Reproduce all the material exactly, minus any pictures it holds.

::: Extracted entries :::

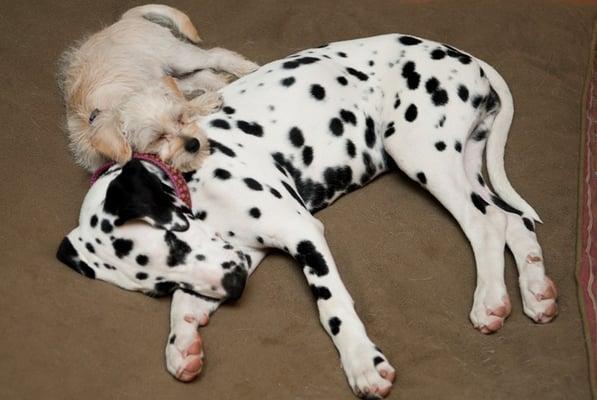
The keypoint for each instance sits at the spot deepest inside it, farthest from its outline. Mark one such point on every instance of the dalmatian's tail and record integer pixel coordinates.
(170, 18)
(496, 144)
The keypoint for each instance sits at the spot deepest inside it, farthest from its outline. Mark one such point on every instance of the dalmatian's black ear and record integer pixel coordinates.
(68, 254)
(137, 194)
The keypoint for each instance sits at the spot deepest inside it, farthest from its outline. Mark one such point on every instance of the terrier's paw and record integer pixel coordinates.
(490, 308)
(539, 298)
(369, 373)
(205, 104)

:::

**The result:**
The keypoint for each instance sits at the spot deepest inside it, farthest from its outline. Mark one such point on every instance of the dalmatian's tail and record integer pixel coordinates.
(170, 18)
(496, 144)
The keypoint for each instance sits at the spot deepest inside it, farthest from its outline. Mark one such point on every instance of the dalmatian's black ear and record integer pixel coordinates.
(68, 254)
(137, 194)
The keypoint for each instance sits at the spot deepest inside it, farthest from its outline. Mark one such point on every instance of the terrier's paw and record integer pixel coordinates.
(490, 308)
(539, 298)
(369, 373)
(205, 104)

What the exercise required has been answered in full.